● **Objetivo de la tarea**: Reproduce tal cual el fragmento del texto sobre la novela Imposible decir adiós que va de "Pero el gran" a "sucumbir al Alzheimer.".

Varios tópicos sobresalen en Imposible decir adiós. Por ejemplo, que las protagonistas sean mujeres que ejercen cuidados, pero no hacia los hombres, sino hacia los seres de aparente indefensión. Inseon cuida de las cotorritas Ama y Ami, y de una anciana madre atrapada en la demencia; Gyeongha cuida de Inseon lacerada en la clínica, y también de sí misma, en medio del intento por salir de la depresión. Derivado de esto, es interesante la complejidad en la decisión de ejercer actos de asistencia en un contexto de atomización individual y de rigidez en los roles de género: "¿De verdad no tenía a nadie más a quién pedirle ese favor? (se pregunta Gyeongha) ¿Acaso era yo la única persona que podía quedarse casi un mes en su casa de Jeju cuidando del pájaro? ¿La única persona que no tenía trabajo ni familia ni una rutina cotidiana que diera sentido a su vida?"
Pero el gran descubrimiento, es que Inseon es la hija de una historia devastadora: un tío asesinado en la purga anticomunista en vísperas de la Guerra de Corea; un padre sobreviviente de esa injusticia y una madre comprometida con la Asociación de Familiares de los Reclusos Desaparecidos en Jeju antes de sucumbir al Alzheimer.
Me parece que estamos ante una obra magistral de la postmemoria surcoreana, que evidencia cómo los regímenes autoritarios no solo controlan la política, sino que erosionan el tejido social y transforman la subjetividad. Son esas pesadillas de tumbas infinitas, troncos negros y cielos que evocan las profundidades abisales del océano. Son, también, las capas de nieve que buscan sepultar en el olvido los nombres, historias y cuerpos de las víctimas. Novelas como las de Han Kang no se limitan a relatar hechos políticos ni a denunciar los aparatos represivos; revelan los terrores subyacentes tras el brillo del K-Pop y los Doramas, desafiándonos a mirar más allá de las apariencias.

● **Datos analizados**:
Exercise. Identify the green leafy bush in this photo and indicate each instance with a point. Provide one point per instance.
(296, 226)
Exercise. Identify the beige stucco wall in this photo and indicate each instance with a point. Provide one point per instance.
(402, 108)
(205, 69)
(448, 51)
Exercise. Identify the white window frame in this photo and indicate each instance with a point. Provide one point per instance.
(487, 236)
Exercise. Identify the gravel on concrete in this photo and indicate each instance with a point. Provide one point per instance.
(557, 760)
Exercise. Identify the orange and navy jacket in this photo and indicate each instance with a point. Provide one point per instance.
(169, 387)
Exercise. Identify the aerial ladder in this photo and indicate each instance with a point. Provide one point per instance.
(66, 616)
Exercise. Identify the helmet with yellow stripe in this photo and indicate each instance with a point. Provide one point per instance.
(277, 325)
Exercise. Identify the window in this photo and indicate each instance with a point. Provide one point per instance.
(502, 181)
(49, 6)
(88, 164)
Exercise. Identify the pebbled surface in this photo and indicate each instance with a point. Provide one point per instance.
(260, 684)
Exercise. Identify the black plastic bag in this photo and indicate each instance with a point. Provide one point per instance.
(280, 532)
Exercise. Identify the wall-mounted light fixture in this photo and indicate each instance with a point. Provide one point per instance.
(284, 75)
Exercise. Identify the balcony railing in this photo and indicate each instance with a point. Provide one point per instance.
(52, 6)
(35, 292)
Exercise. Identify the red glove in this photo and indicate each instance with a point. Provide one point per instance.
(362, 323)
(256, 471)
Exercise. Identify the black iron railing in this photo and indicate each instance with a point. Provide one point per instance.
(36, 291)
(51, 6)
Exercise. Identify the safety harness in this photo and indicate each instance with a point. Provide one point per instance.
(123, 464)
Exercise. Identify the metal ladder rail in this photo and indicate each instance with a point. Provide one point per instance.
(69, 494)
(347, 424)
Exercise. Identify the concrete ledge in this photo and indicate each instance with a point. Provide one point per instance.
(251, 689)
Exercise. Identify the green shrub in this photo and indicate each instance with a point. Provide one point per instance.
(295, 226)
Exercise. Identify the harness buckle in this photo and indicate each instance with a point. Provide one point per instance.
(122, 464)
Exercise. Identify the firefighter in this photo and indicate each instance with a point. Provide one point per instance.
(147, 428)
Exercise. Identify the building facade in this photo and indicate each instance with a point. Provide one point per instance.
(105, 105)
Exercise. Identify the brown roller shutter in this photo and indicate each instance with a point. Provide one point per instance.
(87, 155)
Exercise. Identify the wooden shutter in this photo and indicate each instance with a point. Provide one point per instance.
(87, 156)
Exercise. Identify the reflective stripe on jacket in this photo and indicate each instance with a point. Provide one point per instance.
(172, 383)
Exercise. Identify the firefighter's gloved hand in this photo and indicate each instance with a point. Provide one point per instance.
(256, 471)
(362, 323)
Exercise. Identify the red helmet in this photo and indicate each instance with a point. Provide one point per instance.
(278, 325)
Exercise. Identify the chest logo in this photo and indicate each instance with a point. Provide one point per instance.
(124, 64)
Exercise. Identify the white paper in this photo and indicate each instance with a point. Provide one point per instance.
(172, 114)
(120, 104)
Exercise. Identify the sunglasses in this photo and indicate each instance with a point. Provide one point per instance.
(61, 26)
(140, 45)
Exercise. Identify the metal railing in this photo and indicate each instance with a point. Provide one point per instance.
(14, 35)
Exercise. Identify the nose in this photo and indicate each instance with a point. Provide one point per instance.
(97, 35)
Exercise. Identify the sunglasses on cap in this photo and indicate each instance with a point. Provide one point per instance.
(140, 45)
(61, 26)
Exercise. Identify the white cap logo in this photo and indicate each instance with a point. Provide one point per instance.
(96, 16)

● **Solución del ejercicio**:
Pero el gran descubrimiento, es que Inseon es la hija de una historia devastadora: un tío asesinado en la purga anticomunista en vísperas de la Guerra de Corea; un padre sobreviviente de esa injusticia y una madre comprometida con la Asociación de Familiares de los Reclusos Desaparecidos en Jeju antes de sucumbir al Alzheimer.